**WHAT IS ASKED**: Return everything in the listing from the line containing "Scouting pass: put a marker on the car door, one" down to the line containing "[(411, 88)]", both ends included, copying each line exactly.

**TASK INPUTS**:
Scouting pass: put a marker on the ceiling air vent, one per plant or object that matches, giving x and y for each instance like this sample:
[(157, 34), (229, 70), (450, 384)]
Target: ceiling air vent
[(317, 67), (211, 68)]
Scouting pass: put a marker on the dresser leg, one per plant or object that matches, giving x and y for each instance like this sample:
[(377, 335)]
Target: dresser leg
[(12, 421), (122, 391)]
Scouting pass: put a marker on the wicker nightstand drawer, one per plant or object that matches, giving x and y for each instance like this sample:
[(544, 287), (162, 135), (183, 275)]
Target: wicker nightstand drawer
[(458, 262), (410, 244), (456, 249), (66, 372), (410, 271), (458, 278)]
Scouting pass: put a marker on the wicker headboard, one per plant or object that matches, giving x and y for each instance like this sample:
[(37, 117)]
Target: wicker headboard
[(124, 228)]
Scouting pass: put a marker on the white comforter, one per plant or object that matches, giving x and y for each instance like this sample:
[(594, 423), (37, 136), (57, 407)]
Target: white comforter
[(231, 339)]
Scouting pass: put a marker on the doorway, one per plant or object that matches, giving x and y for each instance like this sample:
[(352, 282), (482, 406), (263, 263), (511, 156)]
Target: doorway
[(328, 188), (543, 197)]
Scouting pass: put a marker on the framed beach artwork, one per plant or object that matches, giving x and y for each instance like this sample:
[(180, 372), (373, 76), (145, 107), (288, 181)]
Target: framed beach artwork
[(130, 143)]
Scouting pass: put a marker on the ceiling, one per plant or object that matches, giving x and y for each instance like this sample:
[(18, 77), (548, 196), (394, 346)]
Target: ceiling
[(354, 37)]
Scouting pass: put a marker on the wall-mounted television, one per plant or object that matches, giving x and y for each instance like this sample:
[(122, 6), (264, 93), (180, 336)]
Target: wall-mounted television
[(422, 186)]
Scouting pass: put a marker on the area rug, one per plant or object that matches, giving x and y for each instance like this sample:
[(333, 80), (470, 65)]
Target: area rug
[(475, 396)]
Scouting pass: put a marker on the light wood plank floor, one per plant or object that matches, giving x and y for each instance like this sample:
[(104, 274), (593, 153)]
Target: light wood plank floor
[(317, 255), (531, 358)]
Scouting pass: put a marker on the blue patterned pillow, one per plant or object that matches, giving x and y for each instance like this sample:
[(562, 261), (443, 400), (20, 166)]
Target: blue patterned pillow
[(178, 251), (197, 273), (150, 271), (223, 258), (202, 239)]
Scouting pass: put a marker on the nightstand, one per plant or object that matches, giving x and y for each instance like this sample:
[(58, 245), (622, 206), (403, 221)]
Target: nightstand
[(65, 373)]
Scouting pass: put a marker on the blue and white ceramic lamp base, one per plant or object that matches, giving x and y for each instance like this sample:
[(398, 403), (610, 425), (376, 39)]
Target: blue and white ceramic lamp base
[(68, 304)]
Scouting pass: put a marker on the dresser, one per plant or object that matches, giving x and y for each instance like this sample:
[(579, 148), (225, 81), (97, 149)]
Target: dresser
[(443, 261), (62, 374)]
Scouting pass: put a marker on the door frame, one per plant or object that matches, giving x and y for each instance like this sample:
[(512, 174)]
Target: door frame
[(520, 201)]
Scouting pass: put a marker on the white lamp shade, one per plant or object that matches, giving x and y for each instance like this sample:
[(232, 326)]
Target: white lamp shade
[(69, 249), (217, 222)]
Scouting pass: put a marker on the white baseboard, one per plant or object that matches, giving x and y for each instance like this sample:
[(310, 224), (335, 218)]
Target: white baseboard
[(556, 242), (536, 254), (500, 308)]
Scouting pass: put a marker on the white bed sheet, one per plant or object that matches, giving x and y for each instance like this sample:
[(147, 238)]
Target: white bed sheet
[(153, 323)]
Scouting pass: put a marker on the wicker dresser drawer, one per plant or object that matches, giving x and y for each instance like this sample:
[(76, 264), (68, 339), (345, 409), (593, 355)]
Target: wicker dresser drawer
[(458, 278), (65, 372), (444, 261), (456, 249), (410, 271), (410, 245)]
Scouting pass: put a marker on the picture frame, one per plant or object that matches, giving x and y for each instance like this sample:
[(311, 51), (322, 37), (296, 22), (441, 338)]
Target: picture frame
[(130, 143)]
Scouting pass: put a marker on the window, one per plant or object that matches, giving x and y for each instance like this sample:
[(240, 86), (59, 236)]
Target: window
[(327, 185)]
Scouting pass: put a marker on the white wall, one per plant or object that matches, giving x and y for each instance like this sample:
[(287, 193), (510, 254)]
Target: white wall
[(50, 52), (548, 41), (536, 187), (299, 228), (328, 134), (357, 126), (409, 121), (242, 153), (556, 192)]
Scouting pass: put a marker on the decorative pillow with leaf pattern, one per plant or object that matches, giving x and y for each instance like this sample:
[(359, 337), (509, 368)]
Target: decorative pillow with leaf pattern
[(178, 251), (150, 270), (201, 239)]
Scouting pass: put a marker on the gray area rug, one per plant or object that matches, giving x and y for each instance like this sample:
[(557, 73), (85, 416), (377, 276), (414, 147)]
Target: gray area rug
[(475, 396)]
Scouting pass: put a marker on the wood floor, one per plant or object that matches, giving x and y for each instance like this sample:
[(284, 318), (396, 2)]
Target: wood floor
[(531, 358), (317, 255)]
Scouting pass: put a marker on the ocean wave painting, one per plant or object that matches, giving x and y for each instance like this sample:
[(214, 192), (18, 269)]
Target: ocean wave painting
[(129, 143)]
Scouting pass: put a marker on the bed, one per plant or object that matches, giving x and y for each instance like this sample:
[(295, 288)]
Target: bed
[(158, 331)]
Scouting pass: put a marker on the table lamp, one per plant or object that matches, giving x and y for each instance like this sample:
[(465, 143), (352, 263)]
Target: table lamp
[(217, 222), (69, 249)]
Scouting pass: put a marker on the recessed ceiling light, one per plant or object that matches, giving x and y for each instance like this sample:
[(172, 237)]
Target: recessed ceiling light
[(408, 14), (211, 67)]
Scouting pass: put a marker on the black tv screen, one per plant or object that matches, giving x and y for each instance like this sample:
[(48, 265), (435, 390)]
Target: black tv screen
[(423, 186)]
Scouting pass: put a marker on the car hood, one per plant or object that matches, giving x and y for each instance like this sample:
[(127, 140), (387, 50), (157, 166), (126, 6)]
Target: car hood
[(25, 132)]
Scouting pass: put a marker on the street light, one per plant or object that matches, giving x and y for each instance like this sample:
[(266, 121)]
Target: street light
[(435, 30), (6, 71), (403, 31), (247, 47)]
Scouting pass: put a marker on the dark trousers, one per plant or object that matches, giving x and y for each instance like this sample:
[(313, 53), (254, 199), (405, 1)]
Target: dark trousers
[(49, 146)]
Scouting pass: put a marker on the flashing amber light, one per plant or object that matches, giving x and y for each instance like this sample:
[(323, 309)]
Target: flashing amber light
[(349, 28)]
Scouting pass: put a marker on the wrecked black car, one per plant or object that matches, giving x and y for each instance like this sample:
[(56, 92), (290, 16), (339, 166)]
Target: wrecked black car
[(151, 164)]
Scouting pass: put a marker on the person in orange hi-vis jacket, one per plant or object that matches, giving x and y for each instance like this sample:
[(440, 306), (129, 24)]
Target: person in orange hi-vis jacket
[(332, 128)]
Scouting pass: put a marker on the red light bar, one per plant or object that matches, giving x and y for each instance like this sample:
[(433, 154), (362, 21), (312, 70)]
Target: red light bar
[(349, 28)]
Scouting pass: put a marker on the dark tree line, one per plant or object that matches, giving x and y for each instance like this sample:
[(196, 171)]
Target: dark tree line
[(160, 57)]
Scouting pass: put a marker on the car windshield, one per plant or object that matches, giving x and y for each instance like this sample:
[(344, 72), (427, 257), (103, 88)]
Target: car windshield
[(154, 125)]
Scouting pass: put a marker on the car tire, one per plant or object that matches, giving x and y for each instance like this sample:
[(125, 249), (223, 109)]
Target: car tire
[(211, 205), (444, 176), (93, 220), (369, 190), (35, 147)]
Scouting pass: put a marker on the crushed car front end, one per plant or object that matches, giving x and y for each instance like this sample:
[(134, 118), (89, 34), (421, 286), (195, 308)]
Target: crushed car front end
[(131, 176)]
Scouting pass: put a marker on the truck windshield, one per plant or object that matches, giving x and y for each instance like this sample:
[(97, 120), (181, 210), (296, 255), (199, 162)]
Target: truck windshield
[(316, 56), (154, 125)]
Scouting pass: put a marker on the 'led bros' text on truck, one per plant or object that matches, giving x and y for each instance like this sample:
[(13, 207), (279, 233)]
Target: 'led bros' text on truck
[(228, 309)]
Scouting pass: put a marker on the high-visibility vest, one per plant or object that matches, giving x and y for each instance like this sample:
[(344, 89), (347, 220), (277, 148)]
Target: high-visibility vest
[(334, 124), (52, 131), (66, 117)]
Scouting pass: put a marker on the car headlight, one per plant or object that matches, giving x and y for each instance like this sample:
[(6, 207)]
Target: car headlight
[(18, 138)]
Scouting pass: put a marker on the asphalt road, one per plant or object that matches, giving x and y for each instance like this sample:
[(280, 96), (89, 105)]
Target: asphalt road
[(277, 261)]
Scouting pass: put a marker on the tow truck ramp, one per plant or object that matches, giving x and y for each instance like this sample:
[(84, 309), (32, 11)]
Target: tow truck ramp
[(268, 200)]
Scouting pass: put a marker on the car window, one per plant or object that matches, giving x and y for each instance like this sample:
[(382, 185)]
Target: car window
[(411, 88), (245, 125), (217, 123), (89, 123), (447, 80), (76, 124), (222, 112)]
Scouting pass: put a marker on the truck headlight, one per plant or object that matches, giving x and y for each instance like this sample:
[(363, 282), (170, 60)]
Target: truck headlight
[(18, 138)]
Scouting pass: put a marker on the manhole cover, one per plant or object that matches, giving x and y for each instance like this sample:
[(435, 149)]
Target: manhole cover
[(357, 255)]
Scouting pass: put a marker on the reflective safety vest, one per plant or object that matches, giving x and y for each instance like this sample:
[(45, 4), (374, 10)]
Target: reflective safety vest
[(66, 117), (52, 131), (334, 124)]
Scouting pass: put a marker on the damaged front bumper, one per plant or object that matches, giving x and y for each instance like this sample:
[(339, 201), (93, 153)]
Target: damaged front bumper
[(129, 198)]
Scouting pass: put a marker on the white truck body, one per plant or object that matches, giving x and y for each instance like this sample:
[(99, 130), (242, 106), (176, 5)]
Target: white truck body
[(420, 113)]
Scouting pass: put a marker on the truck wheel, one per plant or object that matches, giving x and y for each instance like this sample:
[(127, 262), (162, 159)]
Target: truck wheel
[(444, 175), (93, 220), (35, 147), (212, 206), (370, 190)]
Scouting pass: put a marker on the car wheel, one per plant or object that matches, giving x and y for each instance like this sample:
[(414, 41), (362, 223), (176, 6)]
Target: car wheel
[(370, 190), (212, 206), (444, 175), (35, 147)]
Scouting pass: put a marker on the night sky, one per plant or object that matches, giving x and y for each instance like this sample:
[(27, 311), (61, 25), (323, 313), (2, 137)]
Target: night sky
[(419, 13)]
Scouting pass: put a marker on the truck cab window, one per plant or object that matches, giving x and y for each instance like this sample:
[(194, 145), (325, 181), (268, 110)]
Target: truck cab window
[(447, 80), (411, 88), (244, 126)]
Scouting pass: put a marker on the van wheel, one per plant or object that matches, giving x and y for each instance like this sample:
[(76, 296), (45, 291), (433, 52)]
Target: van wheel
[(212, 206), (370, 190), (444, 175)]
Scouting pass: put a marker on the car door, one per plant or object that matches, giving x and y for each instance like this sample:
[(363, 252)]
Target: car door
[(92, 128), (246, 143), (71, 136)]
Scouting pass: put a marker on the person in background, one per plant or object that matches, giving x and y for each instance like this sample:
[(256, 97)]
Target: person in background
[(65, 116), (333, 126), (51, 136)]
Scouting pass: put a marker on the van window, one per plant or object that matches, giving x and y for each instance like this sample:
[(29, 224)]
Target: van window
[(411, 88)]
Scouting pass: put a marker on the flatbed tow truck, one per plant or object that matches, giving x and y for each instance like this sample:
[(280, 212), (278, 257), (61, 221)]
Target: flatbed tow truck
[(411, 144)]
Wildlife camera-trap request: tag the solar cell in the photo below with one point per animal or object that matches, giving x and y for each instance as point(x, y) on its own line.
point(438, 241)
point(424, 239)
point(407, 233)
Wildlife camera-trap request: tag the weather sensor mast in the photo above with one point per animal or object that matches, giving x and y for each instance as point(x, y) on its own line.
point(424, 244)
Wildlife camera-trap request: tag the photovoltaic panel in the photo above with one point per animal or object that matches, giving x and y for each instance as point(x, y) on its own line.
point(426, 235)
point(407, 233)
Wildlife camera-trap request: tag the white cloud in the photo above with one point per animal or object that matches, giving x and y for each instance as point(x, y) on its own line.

**RESPONSE**:
Scouting pass: put a marker on the car door, one per plant or object that matches, giving x and y for each instance like this sample:
[(363, 252)]
Target: car door
[(92, 128), (246, 143), (71, 136)]
Scouting pass: put a marker on the person in background, one per plant or object that matches, giving x and y for each instance like this sample:
[(256, 97)]
Target: person in background
[(65, 116), (333, 126), (51, 136)]
Scouting pass: put a marker on the van window, one per plant or object that matches, giving x and y for each instance like this sample:
[(29, 224)]
Target: van window
[(411, 88)]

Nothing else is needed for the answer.